___ DATA ___
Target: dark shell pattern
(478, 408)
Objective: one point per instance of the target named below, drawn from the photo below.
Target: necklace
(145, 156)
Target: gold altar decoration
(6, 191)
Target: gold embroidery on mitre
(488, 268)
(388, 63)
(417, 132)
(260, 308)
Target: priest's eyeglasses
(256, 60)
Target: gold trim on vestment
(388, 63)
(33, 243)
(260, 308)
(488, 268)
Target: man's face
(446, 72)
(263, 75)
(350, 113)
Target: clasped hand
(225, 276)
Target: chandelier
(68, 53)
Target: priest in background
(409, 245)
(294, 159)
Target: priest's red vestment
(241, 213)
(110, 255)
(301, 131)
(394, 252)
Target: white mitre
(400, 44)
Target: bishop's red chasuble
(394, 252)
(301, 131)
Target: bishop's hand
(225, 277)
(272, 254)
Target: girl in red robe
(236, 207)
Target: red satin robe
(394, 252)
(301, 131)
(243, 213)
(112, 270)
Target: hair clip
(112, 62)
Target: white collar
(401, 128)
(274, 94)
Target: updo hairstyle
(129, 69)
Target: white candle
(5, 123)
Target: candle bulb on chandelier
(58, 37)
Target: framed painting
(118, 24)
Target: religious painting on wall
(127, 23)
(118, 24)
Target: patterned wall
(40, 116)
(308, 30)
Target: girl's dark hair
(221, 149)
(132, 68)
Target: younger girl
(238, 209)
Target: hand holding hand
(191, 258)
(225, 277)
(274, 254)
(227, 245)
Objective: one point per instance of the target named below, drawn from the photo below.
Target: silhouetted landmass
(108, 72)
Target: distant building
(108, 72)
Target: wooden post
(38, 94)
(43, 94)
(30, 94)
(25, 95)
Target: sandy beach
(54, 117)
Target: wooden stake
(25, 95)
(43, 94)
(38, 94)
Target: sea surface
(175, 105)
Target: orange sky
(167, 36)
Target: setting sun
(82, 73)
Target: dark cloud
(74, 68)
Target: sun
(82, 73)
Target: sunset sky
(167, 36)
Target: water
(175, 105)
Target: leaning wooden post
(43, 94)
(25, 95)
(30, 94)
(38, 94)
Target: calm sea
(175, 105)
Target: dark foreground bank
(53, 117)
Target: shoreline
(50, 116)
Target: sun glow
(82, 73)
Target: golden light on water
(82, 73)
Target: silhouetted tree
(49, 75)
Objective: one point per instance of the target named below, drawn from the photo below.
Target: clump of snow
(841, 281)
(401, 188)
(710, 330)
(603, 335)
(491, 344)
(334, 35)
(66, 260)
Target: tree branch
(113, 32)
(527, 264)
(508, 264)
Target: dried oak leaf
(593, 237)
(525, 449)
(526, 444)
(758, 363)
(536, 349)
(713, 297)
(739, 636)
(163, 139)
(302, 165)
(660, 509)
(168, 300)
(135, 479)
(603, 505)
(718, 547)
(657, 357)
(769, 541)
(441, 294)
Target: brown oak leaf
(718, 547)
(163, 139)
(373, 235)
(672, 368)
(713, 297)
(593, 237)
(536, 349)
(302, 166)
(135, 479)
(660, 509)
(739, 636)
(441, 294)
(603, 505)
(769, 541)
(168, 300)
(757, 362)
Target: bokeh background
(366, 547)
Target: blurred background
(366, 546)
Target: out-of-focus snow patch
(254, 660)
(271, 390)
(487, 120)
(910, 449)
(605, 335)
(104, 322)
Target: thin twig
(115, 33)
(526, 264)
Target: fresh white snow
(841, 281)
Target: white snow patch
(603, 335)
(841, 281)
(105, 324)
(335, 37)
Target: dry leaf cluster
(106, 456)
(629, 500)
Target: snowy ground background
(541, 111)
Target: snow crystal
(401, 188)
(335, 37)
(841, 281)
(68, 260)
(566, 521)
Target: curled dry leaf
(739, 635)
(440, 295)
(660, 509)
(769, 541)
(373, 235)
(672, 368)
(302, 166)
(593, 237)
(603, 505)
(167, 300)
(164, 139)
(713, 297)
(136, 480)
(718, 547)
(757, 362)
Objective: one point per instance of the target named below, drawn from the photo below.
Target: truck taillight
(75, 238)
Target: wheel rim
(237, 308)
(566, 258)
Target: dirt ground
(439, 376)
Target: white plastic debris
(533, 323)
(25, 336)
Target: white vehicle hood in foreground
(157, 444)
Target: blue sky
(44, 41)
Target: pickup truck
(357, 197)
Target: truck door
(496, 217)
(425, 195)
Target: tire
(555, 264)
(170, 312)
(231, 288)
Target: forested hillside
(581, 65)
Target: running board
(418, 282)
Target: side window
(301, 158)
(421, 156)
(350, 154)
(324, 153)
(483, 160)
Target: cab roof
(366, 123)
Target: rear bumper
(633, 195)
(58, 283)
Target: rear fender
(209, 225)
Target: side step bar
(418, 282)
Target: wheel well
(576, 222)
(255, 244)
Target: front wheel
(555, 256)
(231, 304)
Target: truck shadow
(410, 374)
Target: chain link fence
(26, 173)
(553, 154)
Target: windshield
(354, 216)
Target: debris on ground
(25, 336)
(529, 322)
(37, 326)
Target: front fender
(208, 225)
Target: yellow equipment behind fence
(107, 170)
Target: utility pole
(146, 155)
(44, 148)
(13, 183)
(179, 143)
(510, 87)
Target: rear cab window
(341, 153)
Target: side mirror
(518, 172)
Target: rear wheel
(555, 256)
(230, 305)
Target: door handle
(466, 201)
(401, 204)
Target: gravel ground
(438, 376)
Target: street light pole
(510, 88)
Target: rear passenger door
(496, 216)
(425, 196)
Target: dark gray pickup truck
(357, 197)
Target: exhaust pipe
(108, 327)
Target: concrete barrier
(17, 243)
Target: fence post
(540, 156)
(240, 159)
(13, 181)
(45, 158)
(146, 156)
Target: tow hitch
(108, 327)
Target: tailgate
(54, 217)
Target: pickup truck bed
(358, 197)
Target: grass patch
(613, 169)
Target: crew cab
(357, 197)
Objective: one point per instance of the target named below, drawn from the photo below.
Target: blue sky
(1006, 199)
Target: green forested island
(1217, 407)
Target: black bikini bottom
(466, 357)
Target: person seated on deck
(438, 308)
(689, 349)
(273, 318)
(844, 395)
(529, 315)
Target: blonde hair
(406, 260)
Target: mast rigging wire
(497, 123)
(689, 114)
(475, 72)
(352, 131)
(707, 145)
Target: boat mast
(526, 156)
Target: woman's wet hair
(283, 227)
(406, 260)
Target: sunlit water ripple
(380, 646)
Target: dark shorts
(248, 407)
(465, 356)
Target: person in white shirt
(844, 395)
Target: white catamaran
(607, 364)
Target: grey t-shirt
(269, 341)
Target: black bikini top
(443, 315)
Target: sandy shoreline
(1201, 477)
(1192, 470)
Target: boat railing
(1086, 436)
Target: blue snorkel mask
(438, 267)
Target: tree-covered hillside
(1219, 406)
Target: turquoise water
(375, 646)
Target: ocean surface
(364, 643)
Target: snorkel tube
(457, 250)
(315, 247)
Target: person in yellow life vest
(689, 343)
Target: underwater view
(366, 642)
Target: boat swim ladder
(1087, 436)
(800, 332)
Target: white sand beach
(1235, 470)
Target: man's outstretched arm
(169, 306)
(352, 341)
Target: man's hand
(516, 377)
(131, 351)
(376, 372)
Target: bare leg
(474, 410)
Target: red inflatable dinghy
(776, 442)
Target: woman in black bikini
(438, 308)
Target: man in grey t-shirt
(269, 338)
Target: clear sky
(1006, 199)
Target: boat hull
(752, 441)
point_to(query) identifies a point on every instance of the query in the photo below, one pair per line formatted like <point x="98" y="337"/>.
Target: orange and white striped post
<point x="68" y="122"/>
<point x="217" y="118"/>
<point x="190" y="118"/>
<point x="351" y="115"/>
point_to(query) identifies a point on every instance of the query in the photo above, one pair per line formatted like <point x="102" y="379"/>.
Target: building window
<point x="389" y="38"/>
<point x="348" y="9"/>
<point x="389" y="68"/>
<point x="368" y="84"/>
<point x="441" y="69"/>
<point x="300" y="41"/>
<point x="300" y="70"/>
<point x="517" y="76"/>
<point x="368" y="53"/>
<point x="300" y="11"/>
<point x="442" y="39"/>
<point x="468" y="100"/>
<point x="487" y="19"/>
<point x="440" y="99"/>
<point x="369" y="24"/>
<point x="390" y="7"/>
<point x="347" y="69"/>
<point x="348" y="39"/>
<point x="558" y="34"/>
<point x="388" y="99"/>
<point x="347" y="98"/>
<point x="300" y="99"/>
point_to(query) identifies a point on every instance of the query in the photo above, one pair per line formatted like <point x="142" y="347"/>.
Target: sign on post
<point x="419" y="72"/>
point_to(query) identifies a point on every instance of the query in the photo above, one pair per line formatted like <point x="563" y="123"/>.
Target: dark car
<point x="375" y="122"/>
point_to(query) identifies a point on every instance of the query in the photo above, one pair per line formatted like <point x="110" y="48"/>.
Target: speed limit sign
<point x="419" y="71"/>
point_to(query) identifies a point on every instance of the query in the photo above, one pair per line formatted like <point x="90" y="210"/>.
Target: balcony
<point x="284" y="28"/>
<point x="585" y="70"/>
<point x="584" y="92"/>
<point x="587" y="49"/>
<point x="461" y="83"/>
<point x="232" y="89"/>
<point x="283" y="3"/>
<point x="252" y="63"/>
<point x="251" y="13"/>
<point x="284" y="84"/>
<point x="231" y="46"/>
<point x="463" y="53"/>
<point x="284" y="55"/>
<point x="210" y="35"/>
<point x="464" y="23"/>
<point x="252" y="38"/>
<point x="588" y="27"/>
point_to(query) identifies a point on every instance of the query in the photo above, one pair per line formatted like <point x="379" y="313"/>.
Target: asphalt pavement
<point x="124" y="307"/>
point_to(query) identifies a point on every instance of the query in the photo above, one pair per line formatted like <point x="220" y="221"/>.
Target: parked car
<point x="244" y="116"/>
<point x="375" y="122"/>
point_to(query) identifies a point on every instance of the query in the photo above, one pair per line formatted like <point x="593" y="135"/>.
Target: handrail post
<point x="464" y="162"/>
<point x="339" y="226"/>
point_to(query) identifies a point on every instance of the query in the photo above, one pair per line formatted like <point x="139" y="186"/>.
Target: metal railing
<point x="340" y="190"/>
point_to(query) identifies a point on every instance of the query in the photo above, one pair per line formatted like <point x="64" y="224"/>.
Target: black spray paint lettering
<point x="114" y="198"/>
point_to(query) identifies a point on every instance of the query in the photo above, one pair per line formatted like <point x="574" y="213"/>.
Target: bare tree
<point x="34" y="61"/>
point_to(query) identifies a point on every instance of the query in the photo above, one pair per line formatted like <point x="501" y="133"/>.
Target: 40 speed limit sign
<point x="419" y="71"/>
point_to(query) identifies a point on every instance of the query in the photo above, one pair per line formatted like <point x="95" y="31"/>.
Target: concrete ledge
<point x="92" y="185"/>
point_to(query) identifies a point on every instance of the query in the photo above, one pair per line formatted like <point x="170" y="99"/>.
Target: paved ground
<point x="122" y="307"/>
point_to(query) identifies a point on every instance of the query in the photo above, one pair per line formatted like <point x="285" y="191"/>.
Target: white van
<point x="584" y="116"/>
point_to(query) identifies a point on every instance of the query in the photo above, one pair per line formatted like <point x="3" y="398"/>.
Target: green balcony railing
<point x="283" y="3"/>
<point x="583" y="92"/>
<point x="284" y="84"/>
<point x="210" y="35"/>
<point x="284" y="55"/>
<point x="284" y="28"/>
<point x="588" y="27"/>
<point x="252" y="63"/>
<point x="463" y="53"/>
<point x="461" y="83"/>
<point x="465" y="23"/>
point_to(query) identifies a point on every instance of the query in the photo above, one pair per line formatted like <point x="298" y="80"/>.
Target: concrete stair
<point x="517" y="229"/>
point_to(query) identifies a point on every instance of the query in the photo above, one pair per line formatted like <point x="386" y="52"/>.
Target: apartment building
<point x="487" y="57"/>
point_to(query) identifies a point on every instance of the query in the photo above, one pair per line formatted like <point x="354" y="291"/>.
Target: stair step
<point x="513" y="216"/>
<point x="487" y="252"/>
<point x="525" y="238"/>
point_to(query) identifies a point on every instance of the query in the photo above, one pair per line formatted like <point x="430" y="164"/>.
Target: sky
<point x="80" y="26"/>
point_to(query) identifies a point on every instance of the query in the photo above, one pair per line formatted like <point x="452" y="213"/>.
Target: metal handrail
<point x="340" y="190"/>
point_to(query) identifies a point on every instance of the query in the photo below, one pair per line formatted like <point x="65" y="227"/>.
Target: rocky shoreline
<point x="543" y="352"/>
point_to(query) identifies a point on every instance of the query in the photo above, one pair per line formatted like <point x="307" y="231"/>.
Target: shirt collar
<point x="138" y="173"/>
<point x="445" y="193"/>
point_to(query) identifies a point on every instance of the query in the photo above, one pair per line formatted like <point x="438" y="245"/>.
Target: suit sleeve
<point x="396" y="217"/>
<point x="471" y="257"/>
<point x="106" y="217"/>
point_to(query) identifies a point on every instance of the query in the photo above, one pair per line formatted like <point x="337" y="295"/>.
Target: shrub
___
Pick out each line above that contains the string "pickup" with matching case, and copy every such line.

Target: pickup truck
Target: dark gray pickup truck
Target: pickup truck bed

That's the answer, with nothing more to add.